WHAT THE EXERCISE ASKS
From the article on Liquidnet's Transparency Dashboard, retype the passage starting at the words "The block-trading specialist" and ending after the words "by the sell-side.".

PAGE TEXT
■ ■ ■ ■ ■

Liquidnet has handed over control of order and data transparency to its members to put them in charge of their execution.
The block-trading specialist has recently completed the rollout of its Transparency Dashboard to its clients, citing growing demand among institutional investors to gain a full insight into how their order data is used by the sell-side.
“We saw a need for greater transparency over how sensitive client orders and data is handled by the sell-side and wanted to pioneer a solution to give clients control,” Per Lovén, head of international corporate strategy at Liquidnet Europe, told theTRADEnews.com.
Last year, Liquidnet was investigated by the SEC in the US due to the way some data was being used internally and decided to reevaluate the way client information should be controlled. “After the investigation into the way we used data internally in the US, we learned lessons about how we can better control the dissemination of information our clients trust us with.”
The dashboard itself is fairly simple, providing clients with a range of tick boxes split between order handling and data, which enable them to choose where orders will be exposed and where their trading data is displayed and how Liquidnet is able to use it internally.

■ ■ ■ ■ ■

DATA PROVIDED
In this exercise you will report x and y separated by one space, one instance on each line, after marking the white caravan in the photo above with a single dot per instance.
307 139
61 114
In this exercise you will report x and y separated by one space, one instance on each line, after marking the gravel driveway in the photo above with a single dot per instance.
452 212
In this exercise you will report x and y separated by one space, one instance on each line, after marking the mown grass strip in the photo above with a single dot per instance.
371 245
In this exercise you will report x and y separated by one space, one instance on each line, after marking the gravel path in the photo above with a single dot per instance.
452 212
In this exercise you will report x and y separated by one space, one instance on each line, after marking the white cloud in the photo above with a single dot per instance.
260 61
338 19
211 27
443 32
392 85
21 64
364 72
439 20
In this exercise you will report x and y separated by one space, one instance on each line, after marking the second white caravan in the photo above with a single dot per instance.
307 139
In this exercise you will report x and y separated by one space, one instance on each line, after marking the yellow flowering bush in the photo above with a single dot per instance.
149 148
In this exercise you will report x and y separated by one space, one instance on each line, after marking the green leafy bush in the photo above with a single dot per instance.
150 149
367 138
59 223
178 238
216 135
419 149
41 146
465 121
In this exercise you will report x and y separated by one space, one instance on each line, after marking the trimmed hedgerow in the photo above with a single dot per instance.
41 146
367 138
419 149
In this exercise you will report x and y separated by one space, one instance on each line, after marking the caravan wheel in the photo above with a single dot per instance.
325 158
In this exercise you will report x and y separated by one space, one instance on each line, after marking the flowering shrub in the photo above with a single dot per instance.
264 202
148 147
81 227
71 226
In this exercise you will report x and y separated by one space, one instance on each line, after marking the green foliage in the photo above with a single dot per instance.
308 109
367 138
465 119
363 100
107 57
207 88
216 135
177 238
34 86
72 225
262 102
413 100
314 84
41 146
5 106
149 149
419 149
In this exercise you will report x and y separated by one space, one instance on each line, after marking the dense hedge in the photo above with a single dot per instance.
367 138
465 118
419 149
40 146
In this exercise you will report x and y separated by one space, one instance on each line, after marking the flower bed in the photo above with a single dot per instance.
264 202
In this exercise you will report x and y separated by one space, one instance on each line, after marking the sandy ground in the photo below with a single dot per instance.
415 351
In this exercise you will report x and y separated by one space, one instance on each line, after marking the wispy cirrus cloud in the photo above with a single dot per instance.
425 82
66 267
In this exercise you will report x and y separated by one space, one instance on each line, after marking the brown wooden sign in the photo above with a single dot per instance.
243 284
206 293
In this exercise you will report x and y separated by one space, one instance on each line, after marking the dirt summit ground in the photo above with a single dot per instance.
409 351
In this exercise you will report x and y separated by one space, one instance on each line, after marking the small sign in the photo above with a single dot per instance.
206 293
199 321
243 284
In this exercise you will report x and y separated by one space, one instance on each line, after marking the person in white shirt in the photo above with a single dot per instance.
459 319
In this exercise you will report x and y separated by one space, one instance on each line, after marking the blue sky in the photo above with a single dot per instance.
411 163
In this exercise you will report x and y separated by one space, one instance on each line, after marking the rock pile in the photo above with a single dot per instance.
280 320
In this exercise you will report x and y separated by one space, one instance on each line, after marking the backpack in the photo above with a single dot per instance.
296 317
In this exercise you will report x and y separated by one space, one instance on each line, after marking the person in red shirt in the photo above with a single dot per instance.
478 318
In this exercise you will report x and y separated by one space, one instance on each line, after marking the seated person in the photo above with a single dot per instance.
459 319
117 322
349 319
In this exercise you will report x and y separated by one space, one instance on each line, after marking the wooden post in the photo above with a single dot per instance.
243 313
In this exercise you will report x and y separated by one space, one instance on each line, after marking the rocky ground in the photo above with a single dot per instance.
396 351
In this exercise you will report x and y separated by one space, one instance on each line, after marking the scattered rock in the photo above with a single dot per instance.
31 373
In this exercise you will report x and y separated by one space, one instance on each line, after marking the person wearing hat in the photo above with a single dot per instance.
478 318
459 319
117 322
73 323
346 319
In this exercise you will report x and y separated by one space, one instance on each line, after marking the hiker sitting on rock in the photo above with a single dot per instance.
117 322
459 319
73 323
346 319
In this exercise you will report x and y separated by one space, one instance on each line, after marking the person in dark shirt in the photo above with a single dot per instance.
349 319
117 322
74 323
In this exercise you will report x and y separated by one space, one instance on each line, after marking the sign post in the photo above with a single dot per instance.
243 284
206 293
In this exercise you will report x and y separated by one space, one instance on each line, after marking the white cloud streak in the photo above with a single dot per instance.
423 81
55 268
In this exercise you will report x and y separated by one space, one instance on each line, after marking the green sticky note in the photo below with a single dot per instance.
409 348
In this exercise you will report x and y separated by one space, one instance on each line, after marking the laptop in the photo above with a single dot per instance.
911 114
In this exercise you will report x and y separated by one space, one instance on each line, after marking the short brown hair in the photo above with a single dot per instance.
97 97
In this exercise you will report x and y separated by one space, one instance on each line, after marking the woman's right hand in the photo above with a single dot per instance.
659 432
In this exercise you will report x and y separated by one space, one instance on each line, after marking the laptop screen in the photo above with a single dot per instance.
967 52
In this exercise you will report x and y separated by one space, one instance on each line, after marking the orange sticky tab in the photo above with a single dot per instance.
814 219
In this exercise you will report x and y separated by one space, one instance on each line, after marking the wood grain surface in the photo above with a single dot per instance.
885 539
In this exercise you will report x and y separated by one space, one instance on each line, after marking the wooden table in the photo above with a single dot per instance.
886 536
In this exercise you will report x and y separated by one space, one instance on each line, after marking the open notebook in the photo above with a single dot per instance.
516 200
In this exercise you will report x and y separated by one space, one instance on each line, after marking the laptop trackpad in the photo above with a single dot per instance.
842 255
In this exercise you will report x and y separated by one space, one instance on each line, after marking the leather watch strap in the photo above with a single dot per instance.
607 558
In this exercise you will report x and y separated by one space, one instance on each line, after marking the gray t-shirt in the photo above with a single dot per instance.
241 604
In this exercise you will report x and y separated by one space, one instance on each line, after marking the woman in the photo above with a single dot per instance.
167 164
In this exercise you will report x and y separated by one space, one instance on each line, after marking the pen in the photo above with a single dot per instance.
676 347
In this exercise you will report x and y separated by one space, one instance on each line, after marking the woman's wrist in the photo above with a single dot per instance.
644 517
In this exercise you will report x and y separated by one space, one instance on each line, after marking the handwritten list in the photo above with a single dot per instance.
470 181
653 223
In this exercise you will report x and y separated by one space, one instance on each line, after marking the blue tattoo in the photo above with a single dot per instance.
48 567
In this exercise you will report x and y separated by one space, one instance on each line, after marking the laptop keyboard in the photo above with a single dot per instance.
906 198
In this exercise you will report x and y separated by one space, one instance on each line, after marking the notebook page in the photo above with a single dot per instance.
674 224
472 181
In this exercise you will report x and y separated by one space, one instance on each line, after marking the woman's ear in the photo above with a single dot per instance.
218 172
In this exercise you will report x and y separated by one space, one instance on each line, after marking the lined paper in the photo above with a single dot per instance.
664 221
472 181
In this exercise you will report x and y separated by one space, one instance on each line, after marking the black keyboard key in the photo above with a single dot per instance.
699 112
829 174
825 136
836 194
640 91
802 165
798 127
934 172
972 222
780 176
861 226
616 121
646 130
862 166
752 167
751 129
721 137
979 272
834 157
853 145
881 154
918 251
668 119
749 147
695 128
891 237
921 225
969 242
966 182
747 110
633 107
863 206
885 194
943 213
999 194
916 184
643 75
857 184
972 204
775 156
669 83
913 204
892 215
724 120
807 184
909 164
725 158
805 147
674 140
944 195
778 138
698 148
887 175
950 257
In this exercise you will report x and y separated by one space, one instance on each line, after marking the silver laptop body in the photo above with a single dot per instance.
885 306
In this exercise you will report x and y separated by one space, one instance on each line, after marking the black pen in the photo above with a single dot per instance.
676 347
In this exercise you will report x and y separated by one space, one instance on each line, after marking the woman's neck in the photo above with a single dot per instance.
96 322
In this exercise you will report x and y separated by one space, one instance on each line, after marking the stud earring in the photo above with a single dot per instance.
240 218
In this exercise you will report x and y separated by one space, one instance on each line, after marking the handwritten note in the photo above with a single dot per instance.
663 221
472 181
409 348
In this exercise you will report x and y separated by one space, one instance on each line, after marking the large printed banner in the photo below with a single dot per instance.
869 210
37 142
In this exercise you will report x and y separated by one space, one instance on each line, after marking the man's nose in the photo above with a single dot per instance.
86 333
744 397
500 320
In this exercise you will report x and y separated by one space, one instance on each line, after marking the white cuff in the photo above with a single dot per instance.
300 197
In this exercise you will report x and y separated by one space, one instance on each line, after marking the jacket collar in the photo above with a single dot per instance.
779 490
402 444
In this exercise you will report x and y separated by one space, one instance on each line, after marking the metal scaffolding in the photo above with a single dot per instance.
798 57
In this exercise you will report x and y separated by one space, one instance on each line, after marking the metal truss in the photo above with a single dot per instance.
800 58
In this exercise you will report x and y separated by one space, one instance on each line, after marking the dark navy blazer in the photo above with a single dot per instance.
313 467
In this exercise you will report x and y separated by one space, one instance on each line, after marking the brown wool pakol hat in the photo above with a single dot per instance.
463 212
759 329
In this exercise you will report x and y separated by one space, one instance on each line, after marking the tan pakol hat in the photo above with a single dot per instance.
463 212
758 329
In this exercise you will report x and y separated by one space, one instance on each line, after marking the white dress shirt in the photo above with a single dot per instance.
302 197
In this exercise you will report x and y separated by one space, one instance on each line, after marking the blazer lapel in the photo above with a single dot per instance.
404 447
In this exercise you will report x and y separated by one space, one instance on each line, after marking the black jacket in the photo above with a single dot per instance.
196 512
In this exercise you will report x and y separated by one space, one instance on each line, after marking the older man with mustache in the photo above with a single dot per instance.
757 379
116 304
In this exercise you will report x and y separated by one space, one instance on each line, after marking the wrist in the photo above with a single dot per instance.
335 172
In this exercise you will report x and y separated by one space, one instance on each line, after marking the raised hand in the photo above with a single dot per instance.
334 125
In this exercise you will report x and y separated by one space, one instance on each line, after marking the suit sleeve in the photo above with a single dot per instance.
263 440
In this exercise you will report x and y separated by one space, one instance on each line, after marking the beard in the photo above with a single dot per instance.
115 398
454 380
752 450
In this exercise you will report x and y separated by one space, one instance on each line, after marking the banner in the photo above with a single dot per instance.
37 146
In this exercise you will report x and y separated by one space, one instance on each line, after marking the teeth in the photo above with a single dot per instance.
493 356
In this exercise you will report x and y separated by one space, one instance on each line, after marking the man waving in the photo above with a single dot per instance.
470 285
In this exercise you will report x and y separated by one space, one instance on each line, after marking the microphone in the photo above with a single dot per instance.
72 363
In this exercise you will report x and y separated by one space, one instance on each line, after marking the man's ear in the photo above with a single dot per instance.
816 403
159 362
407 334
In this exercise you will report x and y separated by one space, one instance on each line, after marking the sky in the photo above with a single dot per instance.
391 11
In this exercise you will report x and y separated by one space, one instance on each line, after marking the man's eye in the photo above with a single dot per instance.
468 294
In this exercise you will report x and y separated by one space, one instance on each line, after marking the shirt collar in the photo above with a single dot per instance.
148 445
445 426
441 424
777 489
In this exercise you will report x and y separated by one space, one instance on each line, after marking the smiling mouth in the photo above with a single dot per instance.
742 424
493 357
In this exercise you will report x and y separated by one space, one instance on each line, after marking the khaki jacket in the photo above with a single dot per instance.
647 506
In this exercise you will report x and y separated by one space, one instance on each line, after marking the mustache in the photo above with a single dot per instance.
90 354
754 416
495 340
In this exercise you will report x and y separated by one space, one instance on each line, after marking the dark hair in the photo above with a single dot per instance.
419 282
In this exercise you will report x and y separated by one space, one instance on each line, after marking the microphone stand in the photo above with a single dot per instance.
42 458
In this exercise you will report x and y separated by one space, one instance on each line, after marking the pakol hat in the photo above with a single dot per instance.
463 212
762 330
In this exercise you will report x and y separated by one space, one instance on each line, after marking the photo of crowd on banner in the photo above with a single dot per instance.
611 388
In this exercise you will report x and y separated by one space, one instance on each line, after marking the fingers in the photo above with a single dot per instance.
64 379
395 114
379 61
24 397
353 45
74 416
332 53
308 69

■ ■ ■ ■ ■

OUTPUT OF THE EXERCISE
The block-trading specialist has recently completed the rollout of its Transparency Dashboard to its clients, citing growing demand among institutional investors to gain a full insight into how their order data is used by the sell-side.